Stalin’s daughter dies at 85, ‘a prisoner of her father’s name’
THE ONLY daughter of the brutal Soviet tyrant Josef Stalin has died at 85 from colon cancer after spending her final years in near-poverty in the United States. “You can’t regret your fate,” she once said, “although I do regret my mother didn’t marry a carpenter.”
Brought up by a nanny, Svetlana Stalina was at first protected from her father’s cruelty. He called her “little sparrow” and, as the New York Times reports, kissed and cuddled her, showered her with gifts and entertained her with American movies.
Her mother, Nadezhda Alliluyeva, died in 1932 when Svetlana was only six, having committed suicide following years of abuse by Stalin. Her brother Jacob died in a WW2 Nazi concentration camp when Stalin refused to exchange him for a German general.
When Svetlana first fell in love, she got a taste of her father’s wrath. She was only 16 and the Aleksei Kapler was a Jewish filmmaker 24 years her senior. Her father sent him to Siberia for a decade.

▶ [Record set]:
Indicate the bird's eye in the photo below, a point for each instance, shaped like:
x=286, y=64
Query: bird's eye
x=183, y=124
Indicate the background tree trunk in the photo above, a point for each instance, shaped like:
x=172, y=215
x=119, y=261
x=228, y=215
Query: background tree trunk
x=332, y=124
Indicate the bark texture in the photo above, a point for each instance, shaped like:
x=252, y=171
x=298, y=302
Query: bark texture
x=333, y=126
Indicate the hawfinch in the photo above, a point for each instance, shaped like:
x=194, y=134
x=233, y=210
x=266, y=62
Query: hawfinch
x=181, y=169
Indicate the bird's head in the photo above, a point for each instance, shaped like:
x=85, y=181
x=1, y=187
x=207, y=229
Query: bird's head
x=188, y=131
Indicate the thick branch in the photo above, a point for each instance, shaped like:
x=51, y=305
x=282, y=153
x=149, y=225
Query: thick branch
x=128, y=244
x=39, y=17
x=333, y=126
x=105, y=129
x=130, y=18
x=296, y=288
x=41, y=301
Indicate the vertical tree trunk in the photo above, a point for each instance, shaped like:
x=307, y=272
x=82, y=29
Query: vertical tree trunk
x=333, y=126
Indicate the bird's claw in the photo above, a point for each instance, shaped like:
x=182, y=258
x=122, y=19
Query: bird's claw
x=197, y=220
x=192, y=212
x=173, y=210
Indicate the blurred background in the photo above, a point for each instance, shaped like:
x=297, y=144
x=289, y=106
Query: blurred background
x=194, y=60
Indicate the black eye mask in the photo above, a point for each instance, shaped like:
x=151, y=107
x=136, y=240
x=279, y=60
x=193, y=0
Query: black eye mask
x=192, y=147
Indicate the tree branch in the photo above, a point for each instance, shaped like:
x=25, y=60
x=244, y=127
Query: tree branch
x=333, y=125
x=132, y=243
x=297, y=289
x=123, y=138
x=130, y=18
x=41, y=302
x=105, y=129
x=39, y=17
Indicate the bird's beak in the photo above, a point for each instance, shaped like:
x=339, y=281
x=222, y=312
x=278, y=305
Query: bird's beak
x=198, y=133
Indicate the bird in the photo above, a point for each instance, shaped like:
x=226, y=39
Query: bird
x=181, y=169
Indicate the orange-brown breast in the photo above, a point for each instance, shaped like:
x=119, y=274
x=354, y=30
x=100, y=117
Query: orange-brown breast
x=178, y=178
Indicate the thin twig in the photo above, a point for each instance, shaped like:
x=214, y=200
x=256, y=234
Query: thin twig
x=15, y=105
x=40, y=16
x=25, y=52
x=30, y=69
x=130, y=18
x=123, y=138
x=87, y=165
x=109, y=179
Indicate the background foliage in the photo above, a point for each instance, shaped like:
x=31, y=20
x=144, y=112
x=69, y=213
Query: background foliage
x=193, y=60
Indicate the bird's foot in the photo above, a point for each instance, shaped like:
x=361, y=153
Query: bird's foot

▶ [Tasks]:
A - Return the portion of the article on Stalin's daughter from "Stalin’s daughter dies" to "with American movies." word for word.
B - Resume the article on Stalin's daughter from the point where it stops.

▶ [Answers in order]:
A -
Stalin’s daughter dies at 85, ‘a prisoner of her father’s name’
THE ONLY daughter of the brutal Soviet tyrant Josef Stalin has died at 85 from colon cancer after spending her final years in near-poverty in the United States. “You can’t regret your fate,” she once said, “although I do regret my mother didn’t marry a carpenter.”
Brought up by a nanny, Svetlana Stalina was at first protected from her father’s cruelty. He called her “little sparrow” and, as the New York Times reports, kissed and cuddled her, showered her with gifts and entertained her with American movies.

B -
Stalin was long dead (in 1953), and Svetlana had two marriages behind her, when she defected from Russia to America at the height of the Cold War while on a visit to India.
It was the biggest propaganda coup for America since Rudolf Nureyev’s defection in 1961 and within a year Svetlana had produced a memoir, Twenty Letters to a Friend, which is said to have made $2.5m. As the BBC reports, she had also publicly burned her Soviet passport, denounced communism and called her father “a moral and spiritual monster”.
She was lucky to get away with it, if former members of the KGB are to be believed. They told the Washington Times in 1992 that the agency was actively considering assassinating her at the time of her defection.